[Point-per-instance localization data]
────────────────────────────────────────

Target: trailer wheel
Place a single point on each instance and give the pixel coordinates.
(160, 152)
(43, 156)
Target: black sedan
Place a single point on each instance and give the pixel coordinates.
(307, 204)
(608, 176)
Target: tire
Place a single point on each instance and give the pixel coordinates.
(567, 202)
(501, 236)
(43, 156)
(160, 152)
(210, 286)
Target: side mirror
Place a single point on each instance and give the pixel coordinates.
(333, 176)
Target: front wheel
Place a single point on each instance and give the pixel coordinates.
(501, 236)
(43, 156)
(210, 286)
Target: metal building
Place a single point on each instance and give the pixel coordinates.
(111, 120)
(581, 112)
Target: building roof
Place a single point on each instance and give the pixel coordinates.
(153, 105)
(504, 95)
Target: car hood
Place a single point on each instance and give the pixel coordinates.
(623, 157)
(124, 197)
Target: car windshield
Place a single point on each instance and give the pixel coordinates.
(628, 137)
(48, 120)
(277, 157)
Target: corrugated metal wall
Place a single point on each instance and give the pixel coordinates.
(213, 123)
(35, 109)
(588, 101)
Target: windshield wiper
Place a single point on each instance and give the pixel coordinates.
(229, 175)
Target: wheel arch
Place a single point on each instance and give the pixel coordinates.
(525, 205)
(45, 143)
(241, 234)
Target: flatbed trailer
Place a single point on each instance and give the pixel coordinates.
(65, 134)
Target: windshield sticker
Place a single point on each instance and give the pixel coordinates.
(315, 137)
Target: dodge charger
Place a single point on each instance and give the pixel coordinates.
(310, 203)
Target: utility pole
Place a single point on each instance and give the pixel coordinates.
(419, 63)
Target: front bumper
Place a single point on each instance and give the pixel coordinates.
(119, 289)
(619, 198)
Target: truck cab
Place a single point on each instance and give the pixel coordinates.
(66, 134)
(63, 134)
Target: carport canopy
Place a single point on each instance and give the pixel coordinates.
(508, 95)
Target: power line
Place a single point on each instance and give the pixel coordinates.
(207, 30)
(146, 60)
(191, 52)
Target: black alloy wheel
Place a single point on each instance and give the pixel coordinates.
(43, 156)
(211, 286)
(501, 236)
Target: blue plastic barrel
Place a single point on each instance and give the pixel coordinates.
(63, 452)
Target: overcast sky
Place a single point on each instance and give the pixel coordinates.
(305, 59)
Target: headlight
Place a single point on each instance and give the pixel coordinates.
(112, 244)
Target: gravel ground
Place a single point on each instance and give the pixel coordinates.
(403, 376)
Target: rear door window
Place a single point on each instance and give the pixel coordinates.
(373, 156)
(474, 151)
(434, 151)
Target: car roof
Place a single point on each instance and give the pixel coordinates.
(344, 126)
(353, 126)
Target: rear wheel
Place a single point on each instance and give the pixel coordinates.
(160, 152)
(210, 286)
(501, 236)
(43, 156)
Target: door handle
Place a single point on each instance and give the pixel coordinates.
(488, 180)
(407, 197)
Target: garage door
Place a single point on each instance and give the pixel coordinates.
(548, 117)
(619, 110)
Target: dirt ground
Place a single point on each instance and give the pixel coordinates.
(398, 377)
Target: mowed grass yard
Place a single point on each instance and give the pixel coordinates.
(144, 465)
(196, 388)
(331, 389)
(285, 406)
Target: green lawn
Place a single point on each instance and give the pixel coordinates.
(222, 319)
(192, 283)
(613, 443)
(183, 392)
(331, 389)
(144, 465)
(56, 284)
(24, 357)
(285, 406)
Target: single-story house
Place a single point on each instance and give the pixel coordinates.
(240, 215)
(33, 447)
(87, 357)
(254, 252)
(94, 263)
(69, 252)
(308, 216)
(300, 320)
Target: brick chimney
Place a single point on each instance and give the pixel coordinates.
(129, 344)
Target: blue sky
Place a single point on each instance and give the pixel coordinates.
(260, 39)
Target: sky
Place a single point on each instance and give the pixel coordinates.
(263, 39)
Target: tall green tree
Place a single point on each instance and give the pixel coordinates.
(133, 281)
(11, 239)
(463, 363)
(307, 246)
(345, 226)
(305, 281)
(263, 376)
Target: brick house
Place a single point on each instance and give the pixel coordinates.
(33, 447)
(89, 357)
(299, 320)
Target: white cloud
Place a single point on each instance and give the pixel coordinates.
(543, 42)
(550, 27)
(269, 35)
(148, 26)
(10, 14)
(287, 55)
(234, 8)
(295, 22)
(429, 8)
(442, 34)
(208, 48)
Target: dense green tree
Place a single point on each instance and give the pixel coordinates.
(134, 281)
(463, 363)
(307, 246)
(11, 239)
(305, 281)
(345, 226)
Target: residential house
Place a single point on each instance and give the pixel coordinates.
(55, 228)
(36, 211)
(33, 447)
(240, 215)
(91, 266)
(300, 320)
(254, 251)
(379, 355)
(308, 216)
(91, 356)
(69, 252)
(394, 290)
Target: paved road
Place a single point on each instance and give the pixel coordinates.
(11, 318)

────────────────────────────────────────

▶ _ABOUT THIS TASK_
When you output the entries, keep every word exactly as it stands.

▶ _TASK RESPONSE_
Target: trailer wheel
Place a single point on each instance and give the pixel coordinates.
(160, 152)
(43, 156)
Target: black sedan
Place a single point on each instance and give the pixel coordinates.
(307, 204)
(608, 176)
Target: tire
Place a single point on each instance and give the pixel coordinates.
(567, 202)
(501, 236)
(43, 156)
(160, 152)
(210, 286)
Target: side mirror
Place a single point on each instance and give the pixel coordinates.
(333, 176)
Target: front wheel
Place a single point on each instance and give the pixel coordinates.
(501, 236)
(43, 156)
(210, 286)
Target: metal building
Place a single point on each instance and give the pixel coordinates.
(111, 120)
(581, 112)
Target: building roof
Place a single point on each instance and give the pixel coordinates.
(153, 105)
(504, 95)
Target: car hood
Place a single point on each instance and give the pixel coordinates.
(623, 157)
(124, 197)
Target: car windshield
Place a single point on each instance and give the pixel coordinates.
(628, 137)
(48, 120)
(277, 157)
Target: corrugated metal wall
Place a single point on each instance and give the pixel coordinates.
(213, 123)
(35, 109)
(588, 101)
Target: windshield wiper
Place a single point on each instance and give the pixel coordinates.
(229, 175)
Target: wheel arch
Place a single point on each instance and give the pixel coordinates.
(525, 205)
(45, 143)
(241, 234)
Target: flatbed trailer
Place a single point on each instance and give the pixel coordinates.
(65, 134)
Target: windshield sticker
Place a single point on each instance and give the pixel coordinates.
(315, 137)
Target: dodge charger
Place a single point on each instance and give the pixel coordinates.
(310, 203)
Target: utility pole
Place a single point on each instance and give the pixel coordinates.
(419, 63)
Target: front bumper
Place a single point on each instance and give the pixel coordinates.
(119, 289)
(619, 198)
Target: truck cab
Place a single point on each instance and give the pixel coordinates.
(66, 134)
(63, 134)
Target: carport canopy
Place a single point on each instance and give the pixel coordinates.
(508, 95)
Target: power line
Place a single point on each instance and give the pixel coordinates.
(207, 30)
(146, 60)
(191, 52)
Target: black alloy wheel
Place a single point on each instance and give the pixel coordinates.
(43, 156)
(211, 286)
(501, 236)
Target: blue plastic barrel
Place a single point on each instance and give the pixel coordinates.
(63, 452)
Target: overcast sky
Place a single point on each instance and give the pixel coordinates.
(305, 59)
Target: headlight
Place a single point on each instance and give the pixel coordinates.
(112, 244)
Target: gravel ground
Place a single point on each instance and give the pixel coordinates.
(403, 376)
Target: rear door window
Place a single point on each instance and give the pixel coordinates.
(373, 156)
(474, 151)
(434, 151)
Target: car roof
Place a single point on each instance and give the pixel coordinates.
(344, 126)
(353, 126)
Target: rear wheel
Place a single point on each instance and give the pixel coordinates.
(160, 152)
(210, 286)
(501, 236)
(43, 156)
Target: door handle
Place a single point on each instance and give the pixel coordinates.
(488, 180)
(407, 197)
Target: garage door
Place a single point on each instance and give the pixel coordinates.
(548, 117)
(619, 110)
Target: dirt ground
Place a single point on each instance and give the pixel coordinates.
(398, 377)
Target: mowed grass yard
Place a single point on each instance and give the pixel coordinates.
(144, 465)
(196, 388)
(331, 389)
(285, 406)
Target: green lawn
Place a single point on each instance and give the pixel coordinates.
(222, 319)
(192, 283)
(613, 443)
(183, 392)
(331, 389)
(144, 465)
(56, 284)
(24, 357)
(285, 406)
Target: single-story house
Place a single point on each instance and give the pixel coordinates.
(240, 215)
(33, 447)
(87, 357)
(254, 252)
(94, 263)
(69, 252)
(308, 216)
(300, 320)
Target: brick chimney
Place a single point on each instance and give the pixel coordinates.
(129, 344)
Target: blue sky
Place a single point on each instance and give the pixel coordinates.
(260, 39)
Target: sky
Place a single point on each instance and give the pixel coordinates.
(263, 39)
Target: tall green tree
Place a single point on each instance and give the pixel coordinates.
(133, 281)
(11, 239)
(463, 363)
(307, 246)
(345, 226)
(305, 281)
(263, 376)
Target: brick house
Place a single point on each instance and give the pixel coordinates.
(33, 447)
(89, 357)
(299, 320)
Target: white cloud
Place a single point on each instance and give the pixel coordinates.
(543, 42)
(550, 27)
(269, 35)
(148, 26)
(10, 14)
(287, 55)
(234, 8)
(295, 22)
(429, 8)
(442, 34)
(208, 48)
Target: dense green tree
Place a single point on each instance and give the pixel coordinates.
(134, 281)
(463, 363)
(307, 246)
(11, 239)
(305, 281)
(345, 226)
Target: residential house
Place a single point on each instance and give the pixel coordinates.
(55, 228)
(36, 211)
(33, 447)
(240, 215)
(91, 266)
(300, 320)
(254, 251)
(379, 355)
(308, 216)
(91, 356)
(69, 252)
(394, 290)
Target: paved road
Place a single point on each instance and give the pixel coordinates.
(11, 318)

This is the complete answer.